● Task to carry out:
Rewrite the rows from the start through the line containing "x=1170, y=191", with "white hard hat" changed to "white safety helmet" and everything else left as is.

● Stored rows:
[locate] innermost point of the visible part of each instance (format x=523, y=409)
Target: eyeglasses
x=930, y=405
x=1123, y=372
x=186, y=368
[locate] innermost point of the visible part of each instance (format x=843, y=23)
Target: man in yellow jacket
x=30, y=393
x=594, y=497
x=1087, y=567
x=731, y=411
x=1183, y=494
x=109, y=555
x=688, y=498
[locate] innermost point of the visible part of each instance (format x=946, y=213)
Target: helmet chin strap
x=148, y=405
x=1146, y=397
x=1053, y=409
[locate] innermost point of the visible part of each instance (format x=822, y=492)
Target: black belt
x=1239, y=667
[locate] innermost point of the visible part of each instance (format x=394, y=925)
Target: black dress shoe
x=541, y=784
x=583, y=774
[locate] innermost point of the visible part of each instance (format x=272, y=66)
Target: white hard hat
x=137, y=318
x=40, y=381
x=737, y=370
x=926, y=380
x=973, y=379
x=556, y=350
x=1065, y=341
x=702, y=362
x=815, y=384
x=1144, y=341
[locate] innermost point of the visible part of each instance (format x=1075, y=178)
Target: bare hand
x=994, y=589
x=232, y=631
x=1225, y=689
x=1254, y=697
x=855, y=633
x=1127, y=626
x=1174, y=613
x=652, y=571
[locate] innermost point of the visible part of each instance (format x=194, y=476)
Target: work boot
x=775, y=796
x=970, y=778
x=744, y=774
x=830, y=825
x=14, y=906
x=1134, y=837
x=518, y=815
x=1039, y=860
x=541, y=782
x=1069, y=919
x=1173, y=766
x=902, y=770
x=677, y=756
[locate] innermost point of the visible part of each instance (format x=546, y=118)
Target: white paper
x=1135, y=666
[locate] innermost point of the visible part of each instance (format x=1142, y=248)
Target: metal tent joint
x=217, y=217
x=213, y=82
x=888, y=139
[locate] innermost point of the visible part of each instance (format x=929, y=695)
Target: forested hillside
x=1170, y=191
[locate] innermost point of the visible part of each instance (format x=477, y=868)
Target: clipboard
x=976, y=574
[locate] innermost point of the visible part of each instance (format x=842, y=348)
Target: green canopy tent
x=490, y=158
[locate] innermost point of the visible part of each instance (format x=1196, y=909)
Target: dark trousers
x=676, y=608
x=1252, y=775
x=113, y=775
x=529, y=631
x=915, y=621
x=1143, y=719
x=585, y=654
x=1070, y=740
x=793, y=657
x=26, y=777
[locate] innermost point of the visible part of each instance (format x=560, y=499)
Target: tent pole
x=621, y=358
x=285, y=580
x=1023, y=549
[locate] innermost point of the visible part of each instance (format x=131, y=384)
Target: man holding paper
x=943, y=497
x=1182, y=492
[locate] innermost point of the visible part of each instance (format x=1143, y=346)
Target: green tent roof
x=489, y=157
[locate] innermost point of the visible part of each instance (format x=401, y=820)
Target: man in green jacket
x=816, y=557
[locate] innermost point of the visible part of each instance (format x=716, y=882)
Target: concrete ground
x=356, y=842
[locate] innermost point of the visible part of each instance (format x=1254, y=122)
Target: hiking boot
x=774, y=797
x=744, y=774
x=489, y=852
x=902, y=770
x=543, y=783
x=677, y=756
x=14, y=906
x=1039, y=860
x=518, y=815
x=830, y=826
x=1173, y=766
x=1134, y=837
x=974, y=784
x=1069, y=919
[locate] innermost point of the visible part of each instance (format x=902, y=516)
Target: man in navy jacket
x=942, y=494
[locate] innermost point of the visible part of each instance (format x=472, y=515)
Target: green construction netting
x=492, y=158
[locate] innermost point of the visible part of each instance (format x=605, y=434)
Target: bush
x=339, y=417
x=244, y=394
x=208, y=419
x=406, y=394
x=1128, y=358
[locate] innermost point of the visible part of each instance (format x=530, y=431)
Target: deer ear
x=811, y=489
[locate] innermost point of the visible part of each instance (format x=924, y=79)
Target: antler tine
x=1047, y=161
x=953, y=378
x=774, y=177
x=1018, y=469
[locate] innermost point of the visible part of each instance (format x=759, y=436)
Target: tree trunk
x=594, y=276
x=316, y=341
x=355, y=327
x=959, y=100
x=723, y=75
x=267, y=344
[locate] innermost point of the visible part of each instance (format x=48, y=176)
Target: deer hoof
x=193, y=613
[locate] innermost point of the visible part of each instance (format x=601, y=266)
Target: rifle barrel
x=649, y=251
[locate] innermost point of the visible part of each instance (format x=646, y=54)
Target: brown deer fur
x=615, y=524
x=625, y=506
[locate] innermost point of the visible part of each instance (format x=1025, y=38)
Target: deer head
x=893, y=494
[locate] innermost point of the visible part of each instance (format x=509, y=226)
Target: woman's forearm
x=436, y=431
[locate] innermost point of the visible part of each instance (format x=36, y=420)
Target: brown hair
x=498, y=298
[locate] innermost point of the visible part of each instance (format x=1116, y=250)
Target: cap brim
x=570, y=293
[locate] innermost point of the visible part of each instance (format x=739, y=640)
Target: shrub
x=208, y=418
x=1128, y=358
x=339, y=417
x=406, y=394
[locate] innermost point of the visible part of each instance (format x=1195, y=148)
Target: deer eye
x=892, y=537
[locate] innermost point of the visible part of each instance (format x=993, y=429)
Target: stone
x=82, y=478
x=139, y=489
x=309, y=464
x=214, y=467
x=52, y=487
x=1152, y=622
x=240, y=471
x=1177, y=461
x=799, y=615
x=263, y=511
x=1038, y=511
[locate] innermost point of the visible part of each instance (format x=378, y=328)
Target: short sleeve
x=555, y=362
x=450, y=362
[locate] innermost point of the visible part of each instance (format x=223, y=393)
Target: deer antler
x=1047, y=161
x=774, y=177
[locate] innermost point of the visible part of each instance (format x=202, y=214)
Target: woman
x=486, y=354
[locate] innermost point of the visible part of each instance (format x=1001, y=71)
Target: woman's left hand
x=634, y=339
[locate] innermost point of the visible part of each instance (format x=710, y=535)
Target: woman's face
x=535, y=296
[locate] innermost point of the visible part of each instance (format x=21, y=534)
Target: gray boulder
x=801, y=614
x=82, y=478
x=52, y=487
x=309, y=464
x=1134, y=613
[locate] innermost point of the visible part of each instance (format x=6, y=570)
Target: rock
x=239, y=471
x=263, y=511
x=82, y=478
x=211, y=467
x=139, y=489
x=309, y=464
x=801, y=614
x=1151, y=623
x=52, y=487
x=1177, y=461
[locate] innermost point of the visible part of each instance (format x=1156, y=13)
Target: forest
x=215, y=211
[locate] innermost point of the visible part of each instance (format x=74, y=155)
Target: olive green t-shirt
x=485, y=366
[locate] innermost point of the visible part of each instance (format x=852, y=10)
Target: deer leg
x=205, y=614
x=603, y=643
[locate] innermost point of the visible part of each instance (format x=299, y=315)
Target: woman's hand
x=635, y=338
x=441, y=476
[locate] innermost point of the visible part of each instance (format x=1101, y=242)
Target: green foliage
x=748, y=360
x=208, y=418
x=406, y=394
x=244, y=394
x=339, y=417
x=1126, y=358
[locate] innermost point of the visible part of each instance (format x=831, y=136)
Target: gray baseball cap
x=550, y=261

● Exercise response:
[locate] innermost point of the visible part of each instance (format x=523, y=409)
Target: eyeglasses
x=930, y=405
x=1123, y=372
x=186, y=368
[locate] innermost point of the visible part of each instance (format x=843, y=23)
Target: man in yellow jacket
x=30, y=393
x=594, y=497
x=1087, y=567
x=731, y=411
x=1183, y=494
x=109, y=555
x=688, y=498
[locate] innermost point of the visible part of each instance (format x=946, y=213)
Target: helmet chin strap
x=148, y=405
x=1146, y=397
x=1053, y=409
[locate] innermost point of the visible part of each instance (format x=822, y=492)
Target: black belt
x=1239, y=667
[locate] innermost point of the visible part of each instance (format x=394, y=925)
Target: black dress shoe
x=541, y=784
x=583, y=774
[locate] innermost point of the visible part of each instance (format x=272, y=66)
Target: white safety helmet
x=137, y=318
x=40, y=381
x=737, y=370
x=926, y=380
x=973, y=379
x=556, y=350
x=1065, y=341
x=702, y=362
x=815, y=384
x=1144, y=341
[locate] innermost point of the visible part of each instance (format x=1075, y=178)
Target: bare hand
x=994, y=589
x=232, y=631
x=1225, y=689
x=1254, y=697
x=855, y=633
x=1127, y=626
x=1174, y=613
x=652, y=571
[locate] innermost point of the visible part of each instance (format x=194, y=476)
Target: work boot
x=775, y=796
x=970, y=778
x=744, y=774
x=830, y=825
x=14, y=906
x=1134, y=837
x=518, y=815
x=1039, y=860
x=541, y=782
x=1069, y=919
x=1173, y=766
x=902, y=770
x=677, y=756
[locate] innermost point of the visible part of each instance (format x=546, y=118)
Target: white paper
x=1135, y=666
[locate] innermost point of the visible part of each instance (format x=1142, y=248)
Target: metal tent joint
x=217, y=217
x=213, y=82
x=888, y=139
[locate] innermost point of the visible part of each instance (format x=929, y=695)
Target: forested hillside
x=1170, y=191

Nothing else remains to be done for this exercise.